MATERIAL FOR THIS TASK:
====
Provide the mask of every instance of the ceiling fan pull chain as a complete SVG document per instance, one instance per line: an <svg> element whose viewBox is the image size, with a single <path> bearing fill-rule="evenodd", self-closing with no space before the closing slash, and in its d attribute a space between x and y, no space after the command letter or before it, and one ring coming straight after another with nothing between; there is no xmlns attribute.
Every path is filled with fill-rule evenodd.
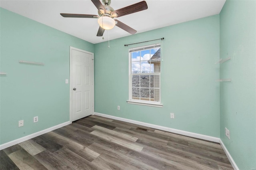
<svg viewBox="0 0 256 170"><path fill-rule="evenodd" d="M110 46L109 45L109 30L108 30L108 47L110 48Z"/></svg>
<svg viewBox="0 0 256 170"><path fill-rule="evenodd" d="M103 18L102 18L102 40L104 40L104 37L103 36L103 34L104 34L104 29L103 29Z"/></svg>

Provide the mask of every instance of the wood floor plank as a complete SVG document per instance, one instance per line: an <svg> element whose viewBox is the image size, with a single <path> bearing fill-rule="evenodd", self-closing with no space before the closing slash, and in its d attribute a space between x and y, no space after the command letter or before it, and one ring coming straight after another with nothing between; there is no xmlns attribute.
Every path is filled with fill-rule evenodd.
<svg viewBox="0 0 256 170"><path fill-rule="evenodd" d="M11 147L9 147L7 148L6 148L3 150L4 151L6 154L8 155L10 154L11 154L12 152L14 152L15 151L19 150L22 148L21 147L21 146L19 145L19 144L16 144Z"/></svg>
<svg viewBox="0 0 256 170"><path fill-rule="evenodd" d="M16 164L3 150L0 150L0 170L19 170Z"/></svg>
<svg viewBox="0 0 256 170"><path fill-rule="evenodd" d="M114 119L111 119L107 118L106 117L99 117L99 116L95 116L95 115L92 115L92 116L90 116L90 117L92 117L92 118L96 118L94 120L94 121L95 121L95 120L97 120L97 119L102 120L103 120L103 121L107 121L108 122L112 122L113 121L114 121Z"/></svg>
<svg viewBox="0 0 256 170"><path fill-rule="evenodd" d="M130 128L130 129L129 130L127 130L118 127L113 129L113 130L125 133L126 134L128 134L140 139L144 139L145 140L150 141L151 142L154 143L156 144L161 146L167 146L167 142L168 142L167 140L162 140L155 136L149 136L147 134L149 134L150 132L138 130L134 128Z"/></svg>
<svg viewBox="0 0 256 170"><path fill-rule="evenodd" d="M20 143L19 145L32 156L45 150L44 148L31 139Z"/></svg>
<svg viewBox="0 0 256 170"><path fill-rule="evenodd" d="M60 158L68 162L70 165L69 166L74 169L96 169L96 166L90 162L66 148L62 148L54 154L58 155L59 159Z"/></svg>
<svg viewBox="0 0 256 170"><path fill-rule="evenodd" d="M92 161L100 155L100 154L94 152L93 150L91 150L88 147L86 147L64 136L60 135L53 132L50 132L48 133L60 139L68 142L68 143L64 145L65 148L90 162Z"/></svg>
<svg viewBox="0 0 256 170"><path fill-rule="evenodd" d="M24 149L20 149L8 156L21 170L47 169Z"/></svg>
<svg viewBox="0 0 256 170"><path fill-rule="evenodd" d="M138 138L133 136L132 136L126 134L116 131L112 130L110 130L108 128L98 125L94 126L92 127L92 128L93 129L97 129L99 131L111 134L114 136L118 136L119 138L122 138L124 140L130 140L131 142L136 142L136 140L138 139Z"/></svg>
<svg viewBox="0 0 256 170"><path fill-rule="evenodd" d="M214 170L217 169L217 164L212 162L209 167L208 163L201 163L199 161L195 161L191 159L189 156L180 155L179 152L173 153L171 152L166 152L164 147L156 148L151 147L145 146L142 151L142 153L145 154L149 156L152 156L154 159L158 159L161 161L164 161L171 163L179 168L183 167L184 169ZM171 163L170 163L171 162Z"/></svg>
<svg viewBox="0 0 256 170"><path fill-rule="evenodd" d="M63 127L63 128L56 129L53 132L61 135L64 136L69 139L76 141L86 147L90 146L93 143L86 140L87 136L81 135L78 132L75 132L74 131L69 130L67 128Z"/></svg>
<svg viewBox="0 0 256 170"><path fill-rule="evenodd" d="M147 164L134 159L133 159L118 151L115 151L108 147L94 143L89 146L89 148L100 153L102 155L108 155L108 158L111 161L118 162L122 167L131 170L156 170Z"/></svg>
<svg viewBox="0 0 256 170"><path fill-rule="evenodd" d="M96 130L94 130L90 133L138 152L140 152L143 148L139 145L134 143L134 142L118 138L109 135L106 135L104 133Z"/></svg>
<svg viewBox="0 0 256 170"><path fill-rule="evenodd" d="M96 170L123 170L124 169L122 165L118 162L114 162L108 158L107 156L100 155L92 162L92 163L96 166ZM124 169L122 169L122 168Z"/></svg>
<svg viewBox="0 0 256 170"><path fill-rule="evenodd" d="M78 121L77 123L82 125L85 125L86 126L88 126L88 127L92 127L94 125L98 125L111 130L116 127L115 127L110 125L106 123L102 123L93 120L88 120L86 119L80 120L79 121Z"/></svg>
<svg viewBox="0 0 256 170"><path fill-rule="evenodd" d="M74 169L70 164L48 150L39 153L34 156L48 170Z"/></svg>
<svg viewBox="0 0 256 170"><path fill-rule="evenodd" d="M58 150L62 146L54 141L51 136L47 133L31 139L43 147L50 152L53 152Z"/></svg>

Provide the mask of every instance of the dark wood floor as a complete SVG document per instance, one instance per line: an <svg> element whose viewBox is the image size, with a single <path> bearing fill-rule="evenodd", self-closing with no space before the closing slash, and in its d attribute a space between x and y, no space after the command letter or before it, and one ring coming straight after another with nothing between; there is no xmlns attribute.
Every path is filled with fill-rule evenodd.
<svg viewBox="0 0 256 170"><path fill-rule="evenodd" d="M233 169L219 144L96 116L0 156L1 170Z"/></svg>

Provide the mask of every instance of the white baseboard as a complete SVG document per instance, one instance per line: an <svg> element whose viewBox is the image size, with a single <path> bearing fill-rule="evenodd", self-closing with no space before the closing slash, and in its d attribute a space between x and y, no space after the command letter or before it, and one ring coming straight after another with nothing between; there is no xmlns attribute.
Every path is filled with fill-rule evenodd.
<svg viewBox="0 0 256 170"><path fill-rule="evenodd" d="M0 150L72 123L70 121L0 145Z"/></svg>
<svg viewBox="0 0 256 170"><path fill-rule="evenodd" d="M105 115L96 112L94 112L94 115L96 115L97 116L101 116L102 117L105 117L117 120L118 121L123 121L124 122L128 122L129 123L133 123L134 124L139 125L140 125L149 127L157 129L159 129L162 130L164 130L167 132L177 133L180 134L182 134L183 135L198 138L199 139L203 139L204 140L208 140L212 142L214 142L217 143L219 143L220 142L219 138L212 137L210 136L207 136L204 135L204 134L199 134L198 133L193 133L192 132L176 129L167 127L162 127L161 126L156 125L155 125L151 124L150 123L145 123L138 121L134 121L133 120L128 119L125 118L116 117L115 116L111 116L110 115Z"/></svg>
<svg viewBox="0 0 256 170"><path fill-rule="evenodd" d="M234 160L232 158L232 157L231 156L231 155L228 152L228 149L227 149L227 148L225 146L224 143L220 139L220 146L221 146L221 147L222 147L222 149L223 149L223 150L224 150L224 152L225 152L226 155L228 157L228 158L229 161L230 162L231 165L232 165L233 168L235 170L239 170L239 168L238 168L238 167L236 165L236 162L235 162L235 161L234 161Z"/></svg>

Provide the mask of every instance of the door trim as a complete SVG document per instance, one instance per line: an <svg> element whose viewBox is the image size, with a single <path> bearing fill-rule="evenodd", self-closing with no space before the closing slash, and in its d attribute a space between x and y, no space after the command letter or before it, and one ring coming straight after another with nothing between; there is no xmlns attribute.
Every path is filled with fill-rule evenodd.
<svg viewBox="0 0 256 170"><path fill-rule="evenodd" d="M92 54L92 97L91 103L92 105L92 113L93 114L94 112L94 53L73 47L70 46L70 54L69 54L69 121L70 123L72 123L72 49L74 49L83 52L84 53L88 53Z"/></svg>

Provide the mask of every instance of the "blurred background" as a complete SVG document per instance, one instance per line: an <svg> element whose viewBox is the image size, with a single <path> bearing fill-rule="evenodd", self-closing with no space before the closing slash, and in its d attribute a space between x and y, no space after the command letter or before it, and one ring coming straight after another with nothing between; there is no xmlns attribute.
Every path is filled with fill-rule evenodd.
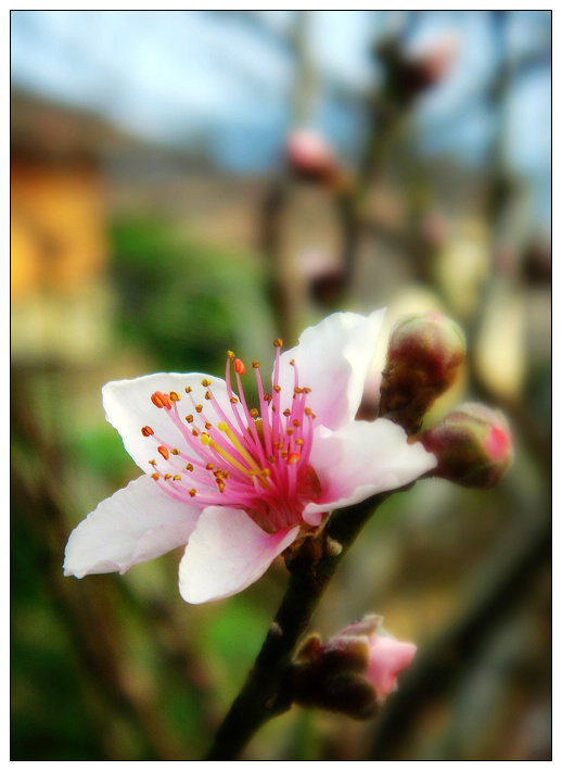
<svg viewBox="0 0 562 771"><path fill-rule="evenodd" d="M504 412L486 492L373 518L314 622L416 641L375 721L293 708L247 759L550 757L549 11L12 11L13 760L196 759L280 603L282 561L203 606L175 552L63 579L139 470L108 380L221 375L336 309L438 309L458 403ZM376 414L381 344L362 415Z"/></svg>

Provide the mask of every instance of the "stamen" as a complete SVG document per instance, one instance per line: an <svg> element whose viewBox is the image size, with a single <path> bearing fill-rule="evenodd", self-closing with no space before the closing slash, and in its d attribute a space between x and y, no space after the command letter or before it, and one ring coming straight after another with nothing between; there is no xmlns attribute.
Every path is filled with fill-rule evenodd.
<svg viewBox="0 0 562 771"><path fill-rule="evenodd" d="M162 409L163 407L166 407L166 409L171 409L171 402L169 401L169 397L161 391L155 391L151 396L151 401L154 406L158 407L159 409Z"/></svg>

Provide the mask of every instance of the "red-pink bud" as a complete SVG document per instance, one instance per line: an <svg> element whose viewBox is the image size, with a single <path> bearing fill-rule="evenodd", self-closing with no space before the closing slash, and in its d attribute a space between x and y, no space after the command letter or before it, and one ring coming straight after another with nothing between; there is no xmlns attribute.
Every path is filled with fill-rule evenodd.
<svg viewBox="0 0 562 771"><path fill-rule="evenodd" d="M503 415L483 404L464 404L423 434L423 446L437 457L433 473L465 488L495 486L513 459Z"/></svg>
<svg viewBox="0 0 562 771"><path fill-rule="evenodd" d="M376 715L416 655L416 645L395 640L381 627L382 619L372 616L325 645L317 635L309 637L293 665L296 704L357 720Z"/></svg>
<svg viewBox="0 0 562 771"><path fill-rule="evenodd" d="M435 399L457 377L465 352L461 328L439 313L398 321L388 342L379 415L417 433Z"/></svg>
<svg viewBox="0 0 562 771"><path fill-rule="evenodd" d="M311 129L295 129L285 144L289 168L295 176L317 182L334 182L340 176L340 162L332 146Z"/></svg>

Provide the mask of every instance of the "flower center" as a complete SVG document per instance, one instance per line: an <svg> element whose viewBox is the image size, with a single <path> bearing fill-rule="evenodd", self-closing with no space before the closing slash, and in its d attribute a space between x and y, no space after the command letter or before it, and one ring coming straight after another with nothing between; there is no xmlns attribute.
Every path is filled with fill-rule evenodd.
<svg viewBox="0 0 562 771"><path fill-rule="evenodd" d="M186 388L193 412L181 418L180 395L156 391L151 401L164 409L181 434L181 448L154 434L150 426L141 432L157 444L161 458L151 460L152 478L178 501L202 507L223 505L243 508L264 530L274 533L302 522L306 504L320 494L320 483L308 464L314 439L315 415L307 406L309 388L298 384L294 361L291 406L281 412L279 384L281 340L276 340L272 392L266 393L259 363L252 362L259 408L247 406L242 377L245 366L229 351L226 387L229 407L222 408L213 384L202 380L203 404L196 404L191 387ZM232 390L232 369L238 396Z"/></svg>

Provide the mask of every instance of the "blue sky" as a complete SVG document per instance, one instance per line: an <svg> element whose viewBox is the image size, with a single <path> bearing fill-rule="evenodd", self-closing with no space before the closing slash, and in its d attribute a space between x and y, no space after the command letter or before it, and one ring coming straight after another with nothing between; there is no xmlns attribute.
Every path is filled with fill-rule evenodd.
<svg viewBox="0 0 562 771"><path fill-rule="evenodd" d="M294 64L286 45L294 11L13 11L12 81L71 105L99 112L152 140L189 144L204 138L216 162L233 170L265 169L291 119ZM406 12L315 11L310 55L322 83L352 94L324 99L317 127L344 153L360 131L359 94L376 78L375 37ZM250 16L244 16L250 14ZM483 163L494 114L482 96L498 62L487 11L418 13L414 45L456 30L460 49L450 76L419 104L420 144ZM542 63L518 77L506 103L504 155L510 167L549 186L550 17L511 12L510 61L538 52ZM544 193L542 193L544 194Z"/></svg>

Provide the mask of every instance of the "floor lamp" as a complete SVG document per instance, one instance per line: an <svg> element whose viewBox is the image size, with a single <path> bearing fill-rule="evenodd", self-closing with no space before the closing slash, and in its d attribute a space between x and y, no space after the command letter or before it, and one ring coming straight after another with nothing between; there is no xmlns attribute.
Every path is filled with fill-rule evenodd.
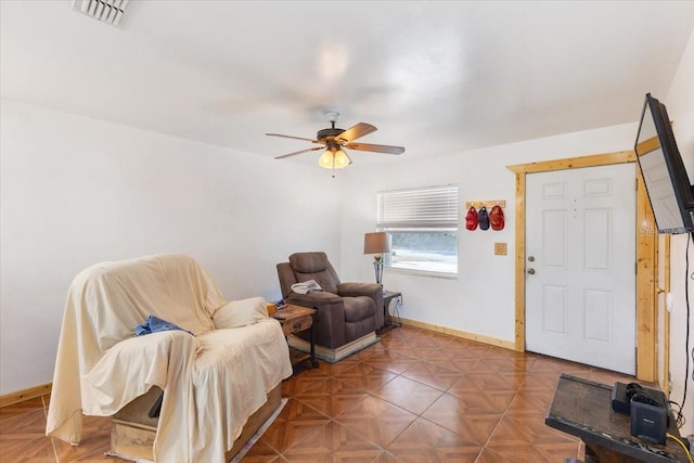
<svg viewBox="0 0 694 463"><path fill-rule="evenodd" d="M375 232L364 235L364 254L373 254L373 270L376 274L376 283L383 280L383 253L390 252L388 233Z"/></svg>

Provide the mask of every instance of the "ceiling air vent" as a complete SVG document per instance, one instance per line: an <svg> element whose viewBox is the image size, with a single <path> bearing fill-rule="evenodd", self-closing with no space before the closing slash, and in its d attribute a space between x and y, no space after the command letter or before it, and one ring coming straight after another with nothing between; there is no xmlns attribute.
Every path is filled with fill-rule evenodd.
<svg viewBox="0 0 694 463"><path fill-rule="evenodd" d="M73 10L117 26L128 1L130 0L73 0Z"/></svg>

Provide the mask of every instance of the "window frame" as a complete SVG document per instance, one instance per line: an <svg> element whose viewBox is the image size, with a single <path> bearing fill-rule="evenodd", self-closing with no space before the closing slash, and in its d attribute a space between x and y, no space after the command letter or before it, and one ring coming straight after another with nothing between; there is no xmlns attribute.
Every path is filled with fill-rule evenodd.
<svg viewBox="0 0 694 463"><path fill-rule="evenodd" d="M394 267L391 254L384 255L384 269L388 272L422 276L458 279L460 244L460 189L458 184L441 184L376 193L376 229L388 233L453 234L455 239L454 272ZM427 201L428 197L428 201ZM389 208L385 210L384 208ZM441 256L444 256L441 254ZM432 260L435 262L434 260Z"/></svg>

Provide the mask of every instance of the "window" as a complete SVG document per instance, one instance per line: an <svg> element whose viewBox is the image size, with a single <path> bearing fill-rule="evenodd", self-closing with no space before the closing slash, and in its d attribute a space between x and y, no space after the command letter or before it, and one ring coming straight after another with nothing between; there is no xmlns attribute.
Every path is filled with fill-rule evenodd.
<svg viewBox="0 0 694 463"><path fill-rule="evenodd" d="M390 236L385 266L458 274L458 185L383 191L378 230Z"/></svg>

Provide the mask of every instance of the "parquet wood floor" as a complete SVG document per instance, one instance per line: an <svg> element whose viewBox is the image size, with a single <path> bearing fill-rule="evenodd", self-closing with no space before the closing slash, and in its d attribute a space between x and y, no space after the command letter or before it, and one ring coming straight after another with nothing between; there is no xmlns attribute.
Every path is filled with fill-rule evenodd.
<svg viewBox="0 0 694 463"><path fill-rule="evenodd" d="M563 462L579 441L544 425L560 373L624 376L404 326L282 384L287 404L245 463ZM79 447L44 436L48 396L0 409L0 462L118 463L111 420L89 416Z"/></svg>

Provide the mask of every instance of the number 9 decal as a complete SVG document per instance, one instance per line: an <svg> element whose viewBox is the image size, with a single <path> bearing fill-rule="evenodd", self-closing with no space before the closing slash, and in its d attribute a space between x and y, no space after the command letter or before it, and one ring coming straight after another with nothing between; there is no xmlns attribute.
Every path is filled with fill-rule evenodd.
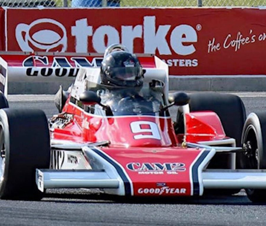
<svg viewBox="0 0 266 226"><path fill-rule="evenodd" d="M157 125L148 121L137 121L132 122L130 124L131 131L133 134L141 134L134 135L136 140L139 139L155 139L160 140L161 136Z"/></svg>

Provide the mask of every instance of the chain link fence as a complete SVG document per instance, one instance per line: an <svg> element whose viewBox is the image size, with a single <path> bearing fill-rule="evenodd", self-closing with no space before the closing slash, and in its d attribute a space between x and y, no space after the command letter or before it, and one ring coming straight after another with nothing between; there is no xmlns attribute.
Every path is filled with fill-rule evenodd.
<svg viewBox="0 0 266 226"><path fill-rule="evenodd" d="M266 0L0 0L10 7L263 6Z"/></svg>

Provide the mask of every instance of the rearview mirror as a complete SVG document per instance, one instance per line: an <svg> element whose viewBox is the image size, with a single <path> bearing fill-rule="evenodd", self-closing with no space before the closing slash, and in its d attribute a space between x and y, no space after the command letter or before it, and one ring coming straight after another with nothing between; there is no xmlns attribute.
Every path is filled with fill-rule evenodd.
====
REQUIRED TASK:
Convert the stretch of the records from the line containing "Provide the mask of every instance of the number" through the line containing "125L148 121L137 121L132" into a Markdown table with the columns Row and Line, numbering each line and skipping blank lines. Leave the pictures out.

OUTPUT FOR THIS EXERCISE:
| Row | Line |
|---|---|
| 1 | Provide the mask of every instance of the number 9 decal as a complete SVG document per instance, one instance per line: an <svg> element whose viewBox is the image size, with a single <path> bearing fill-rule="evenodd", self-closing with no space before the closing slash, and in its d attribute a space between x and y, no space after the command letter or before it, and one ring coming straight after another with nothing between; there is no xmlns attribute. |
| 2 | Every path is filled with fill-rule evenodd. |
| 3 | <svg viewBox="0 0 266 226"><path fill-rule="evenodd" d="M157 125L148 121L137 121L132 122L130 124L131 131L133 134L141 134L134 135L136 140L139 139L155 139L160 140L161 136Z"/></svg> |